_WORK TASK_
All lines from the one with "Target: stream" through the final line below are to be reproduced exactly; omit the others.

DATA FOR REVIEW: Begin

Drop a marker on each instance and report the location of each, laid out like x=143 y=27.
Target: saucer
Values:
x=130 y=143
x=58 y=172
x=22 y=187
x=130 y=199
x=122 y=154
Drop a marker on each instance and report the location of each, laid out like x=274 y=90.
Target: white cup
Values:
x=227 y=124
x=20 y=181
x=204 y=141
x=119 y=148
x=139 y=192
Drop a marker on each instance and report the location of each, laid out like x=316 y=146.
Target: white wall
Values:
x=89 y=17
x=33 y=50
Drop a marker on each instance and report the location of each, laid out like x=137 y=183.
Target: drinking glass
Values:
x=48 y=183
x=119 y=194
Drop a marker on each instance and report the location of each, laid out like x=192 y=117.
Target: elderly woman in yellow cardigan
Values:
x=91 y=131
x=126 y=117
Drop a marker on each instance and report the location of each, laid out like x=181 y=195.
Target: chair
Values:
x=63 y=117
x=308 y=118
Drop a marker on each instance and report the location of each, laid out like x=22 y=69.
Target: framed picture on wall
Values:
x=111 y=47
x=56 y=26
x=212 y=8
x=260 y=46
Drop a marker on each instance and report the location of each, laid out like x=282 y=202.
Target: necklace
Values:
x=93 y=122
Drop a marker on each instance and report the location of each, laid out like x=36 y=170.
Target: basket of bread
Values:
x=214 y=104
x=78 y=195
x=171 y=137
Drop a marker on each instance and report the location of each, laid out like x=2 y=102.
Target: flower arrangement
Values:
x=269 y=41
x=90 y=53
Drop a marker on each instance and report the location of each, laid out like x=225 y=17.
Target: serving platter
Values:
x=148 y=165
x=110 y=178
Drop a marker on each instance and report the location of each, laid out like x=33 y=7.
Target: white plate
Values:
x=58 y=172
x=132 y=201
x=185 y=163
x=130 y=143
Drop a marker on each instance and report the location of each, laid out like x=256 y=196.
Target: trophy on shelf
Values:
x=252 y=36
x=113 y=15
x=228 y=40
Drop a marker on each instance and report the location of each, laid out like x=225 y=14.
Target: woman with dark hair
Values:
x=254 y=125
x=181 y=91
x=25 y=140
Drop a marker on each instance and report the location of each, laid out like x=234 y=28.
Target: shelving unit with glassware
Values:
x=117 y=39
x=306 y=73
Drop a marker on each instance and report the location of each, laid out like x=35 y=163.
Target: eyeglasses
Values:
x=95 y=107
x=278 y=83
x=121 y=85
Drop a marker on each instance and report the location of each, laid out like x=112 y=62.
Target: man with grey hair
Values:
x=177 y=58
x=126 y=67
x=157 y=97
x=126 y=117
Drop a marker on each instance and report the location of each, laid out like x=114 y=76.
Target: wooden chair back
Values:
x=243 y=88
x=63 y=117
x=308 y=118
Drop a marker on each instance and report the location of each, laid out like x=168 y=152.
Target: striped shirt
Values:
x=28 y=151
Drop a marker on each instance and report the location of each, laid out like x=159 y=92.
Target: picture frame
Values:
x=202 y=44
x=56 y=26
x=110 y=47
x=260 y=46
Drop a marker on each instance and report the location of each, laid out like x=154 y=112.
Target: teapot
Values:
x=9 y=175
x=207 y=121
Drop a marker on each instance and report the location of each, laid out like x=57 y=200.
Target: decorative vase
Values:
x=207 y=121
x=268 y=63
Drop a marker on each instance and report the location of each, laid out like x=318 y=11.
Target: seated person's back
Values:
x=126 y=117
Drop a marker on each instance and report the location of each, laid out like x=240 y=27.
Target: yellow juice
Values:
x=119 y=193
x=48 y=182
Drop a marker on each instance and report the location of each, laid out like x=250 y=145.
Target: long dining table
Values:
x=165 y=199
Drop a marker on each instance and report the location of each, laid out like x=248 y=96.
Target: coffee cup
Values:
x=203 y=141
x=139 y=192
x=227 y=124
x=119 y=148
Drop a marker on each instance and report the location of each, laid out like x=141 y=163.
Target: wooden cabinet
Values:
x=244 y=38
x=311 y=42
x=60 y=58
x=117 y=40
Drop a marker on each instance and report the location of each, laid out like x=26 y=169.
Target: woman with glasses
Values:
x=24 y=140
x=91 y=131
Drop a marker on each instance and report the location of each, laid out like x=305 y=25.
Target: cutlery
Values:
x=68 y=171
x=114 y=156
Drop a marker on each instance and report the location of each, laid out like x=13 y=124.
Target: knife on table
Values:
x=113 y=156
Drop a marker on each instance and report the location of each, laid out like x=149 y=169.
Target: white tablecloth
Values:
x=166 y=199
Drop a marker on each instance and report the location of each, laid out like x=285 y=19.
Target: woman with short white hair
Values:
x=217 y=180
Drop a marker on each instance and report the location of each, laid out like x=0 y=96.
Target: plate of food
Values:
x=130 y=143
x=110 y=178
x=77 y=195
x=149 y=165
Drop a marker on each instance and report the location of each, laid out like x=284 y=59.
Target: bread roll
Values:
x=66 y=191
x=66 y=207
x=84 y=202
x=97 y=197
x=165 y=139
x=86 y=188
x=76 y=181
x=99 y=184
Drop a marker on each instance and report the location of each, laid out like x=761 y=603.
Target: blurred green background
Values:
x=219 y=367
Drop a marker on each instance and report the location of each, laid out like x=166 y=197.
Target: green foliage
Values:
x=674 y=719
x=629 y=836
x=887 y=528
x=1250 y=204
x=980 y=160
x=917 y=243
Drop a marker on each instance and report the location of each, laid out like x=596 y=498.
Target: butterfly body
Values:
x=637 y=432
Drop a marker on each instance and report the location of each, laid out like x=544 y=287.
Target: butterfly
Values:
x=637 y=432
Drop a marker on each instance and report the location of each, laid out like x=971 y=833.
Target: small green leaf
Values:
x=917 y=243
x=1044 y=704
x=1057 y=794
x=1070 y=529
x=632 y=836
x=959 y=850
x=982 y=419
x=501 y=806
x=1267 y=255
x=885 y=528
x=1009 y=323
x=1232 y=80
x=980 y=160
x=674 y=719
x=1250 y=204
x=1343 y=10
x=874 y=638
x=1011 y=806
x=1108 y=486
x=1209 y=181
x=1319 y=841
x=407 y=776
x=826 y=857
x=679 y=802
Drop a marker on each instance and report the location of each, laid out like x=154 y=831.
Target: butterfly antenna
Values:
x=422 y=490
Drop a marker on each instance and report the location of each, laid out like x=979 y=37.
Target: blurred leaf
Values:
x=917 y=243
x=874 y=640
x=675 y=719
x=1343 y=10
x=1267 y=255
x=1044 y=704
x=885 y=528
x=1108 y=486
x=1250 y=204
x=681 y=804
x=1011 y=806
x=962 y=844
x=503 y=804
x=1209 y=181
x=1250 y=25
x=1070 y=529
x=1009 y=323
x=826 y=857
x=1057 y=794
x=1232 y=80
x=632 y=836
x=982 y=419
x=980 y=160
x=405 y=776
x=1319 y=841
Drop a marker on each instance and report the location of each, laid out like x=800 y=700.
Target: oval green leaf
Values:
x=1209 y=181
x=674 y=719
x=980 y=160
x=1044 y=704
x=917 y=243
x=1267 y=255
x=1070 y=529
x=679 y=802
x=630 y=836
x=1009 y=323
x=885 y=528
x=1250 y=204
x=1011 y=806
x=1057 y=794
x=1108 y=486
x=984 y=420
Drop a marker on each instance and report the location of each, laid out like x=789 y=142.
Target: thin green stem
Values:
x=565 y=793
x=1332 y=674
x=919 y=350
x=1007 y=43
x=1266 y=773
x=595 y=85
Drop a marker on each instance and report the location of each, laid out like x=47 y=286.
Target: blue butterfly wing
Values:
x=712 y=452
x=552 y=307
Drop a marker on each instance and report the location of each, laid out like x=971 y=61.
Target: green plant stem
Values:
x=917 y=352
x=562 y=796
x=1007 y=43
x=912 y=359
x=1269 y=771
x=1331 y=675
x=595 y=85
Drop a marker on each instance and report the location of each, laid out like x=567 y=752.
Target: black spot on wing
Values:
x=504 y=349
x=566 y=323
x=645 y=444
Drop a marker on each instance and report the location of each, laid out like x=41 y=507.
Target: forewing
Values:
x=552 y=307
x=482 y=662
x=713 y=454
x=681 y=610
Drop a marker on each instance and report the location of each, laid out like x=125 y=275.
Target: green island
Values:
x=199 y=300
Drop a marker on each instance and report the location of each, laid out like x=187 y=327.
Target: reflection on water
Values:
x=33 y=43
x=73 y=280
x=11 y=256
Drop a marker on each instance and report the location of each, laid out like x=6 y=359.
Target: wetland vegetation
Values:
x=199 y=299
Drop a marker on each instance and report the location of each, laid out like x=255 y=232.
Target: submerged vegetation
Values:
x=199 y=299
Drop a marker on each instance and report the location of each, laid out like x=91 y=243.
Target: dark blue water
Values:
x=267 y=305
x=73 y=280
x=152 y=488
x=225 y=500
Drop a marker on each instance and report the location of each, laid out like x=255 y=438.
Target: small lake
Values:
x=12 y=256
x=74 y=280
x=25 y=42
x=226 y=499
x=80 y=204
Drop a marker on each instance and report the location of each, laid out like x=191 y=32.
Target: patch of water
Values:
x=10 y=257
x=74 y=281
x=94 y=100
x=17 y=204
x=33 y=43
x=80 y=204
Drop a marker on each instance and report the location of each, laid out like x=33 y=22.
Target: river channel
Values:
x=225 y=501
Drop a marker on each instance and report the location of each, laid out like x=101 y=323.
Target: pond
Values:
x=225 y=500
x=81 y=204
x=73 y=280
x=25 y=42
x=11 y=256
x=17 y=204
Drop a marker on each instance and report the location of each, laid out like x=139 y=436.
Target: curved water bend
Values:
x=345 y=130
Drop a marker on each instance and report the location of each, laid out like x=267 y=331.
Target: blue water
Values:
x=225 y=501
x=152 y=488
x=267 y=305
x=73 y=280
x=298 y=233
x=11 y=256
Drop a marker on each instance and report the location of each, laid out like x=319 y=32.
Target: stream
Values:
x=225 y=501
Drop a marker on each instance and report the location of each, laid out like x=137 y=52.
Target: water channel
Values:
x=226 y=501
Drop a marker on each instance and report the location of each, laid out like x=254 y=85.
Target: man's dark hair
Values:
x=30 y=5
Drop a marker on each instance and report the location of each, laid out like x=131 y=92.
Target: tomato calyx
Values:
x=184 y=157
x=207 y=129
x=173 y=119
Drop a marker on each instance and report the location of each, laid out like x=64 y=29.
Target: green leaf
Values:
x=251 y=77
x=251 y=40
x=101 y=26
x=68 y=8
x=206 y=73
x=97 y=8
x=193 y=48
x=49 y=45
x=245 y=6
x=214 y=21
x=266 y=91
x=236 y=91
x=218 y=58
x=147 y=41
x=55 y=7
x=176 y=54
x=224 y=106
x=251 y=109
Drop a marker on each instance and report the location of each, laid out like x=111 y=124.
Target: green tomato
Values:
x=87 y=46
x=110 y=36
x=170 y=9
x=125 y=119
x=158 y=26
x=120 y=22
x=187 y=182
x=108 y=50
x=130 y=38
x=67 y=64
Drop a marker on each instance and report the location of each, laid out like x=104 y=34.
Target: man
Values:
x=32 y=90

DATA FOR REVIEW: End

_TASK RESULT_
Target: stream
Values:
x=225 y=501
Drop a marker on each instance and report the location of each, laid out like x=137 y=52.
Target: water channel
Values:
x=226 y=501
Drop a marker on each instance and report the location of each, laid out like x=254 y=85.
Target: man's dark hair
Values:
x=30 y=5
Drop a marker on each instance and report the location of each, laid out like x=131 y=92.
Target: tomato calyx
Values:
x=184 y=157
x=207 y=129
x=173 y=119
Drop a marker on each instance and report the location of each, laid out like x=64 y=29.
Target: green leaf
Values:
x=251 y=77
x=251 y=40
x=101 y=26
x=68 y=8
x=206 y=73
x=97 y=8
x=193 y=48
x=49 y=45
x=245 y=6
x=214 y=21
x=266 y=91
x=236 y=91
x=218 y=58
x=147 y=41
x=55 y=7
x=176 y=54
x=224 y=106
x=251 y=109
Drop a marker on each instance and report the location of each, laid out like x=111 y=124.
Target: green tomato
Values:
x=87 y=46
x=110 y=36
x=170 y=9
x=125 y=119
x=158 y=26
x=120 y=22
x=187 y=182
x=108 y=50
x=130 y=38
x=67 y=64
Drop a marker on each instance and report the location of each, laid out like x=104 y=34.
Target: man
Values:
x=32 y=90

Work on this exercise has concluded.